** begin Listing **

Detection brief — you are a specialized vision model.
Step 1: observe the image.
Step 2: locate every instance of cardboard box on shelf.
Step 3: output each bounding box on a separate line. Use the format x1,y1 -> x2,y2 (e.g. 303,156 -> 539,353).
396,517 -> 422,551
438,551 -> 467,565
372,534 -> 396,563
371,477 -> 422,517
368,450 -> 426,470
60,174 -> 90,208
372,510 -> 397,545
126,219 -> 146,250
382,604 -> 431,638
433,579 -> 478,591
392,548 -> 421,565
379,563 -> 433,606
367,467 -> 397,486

** end Listing **

> What this task involves
Lay out every line of the records above as a numbered list, omitting any blank lines.

> Solution for this problem
1. Detection brief — you are a specialized vision model.
2. Step 1: observe the image.
3. Step 2: locate every instance of cardboard box on shelf.
4. Step 3: output each bounding box on a separate line. Use the format x1,y1 -> x2,y2 (e.g. 303,156 -> 539,353).
5. 396,517 -> 422,551
6. 438,551 -> 467,565
7. 372,534 -> 396,563
8. 371,477 -> 422,517
9. 368,450 -> 426,470
10. 60,174 -> 90,208
11. 372,510 -> 397,545
12. 126,219 -> 146,250
13. 382,604 -> 431,638
14. 433,579 -> 478,591
15. 392,548 -> 421,565
16. 379,563 -> 433,606
17. 367,467 -> 397,486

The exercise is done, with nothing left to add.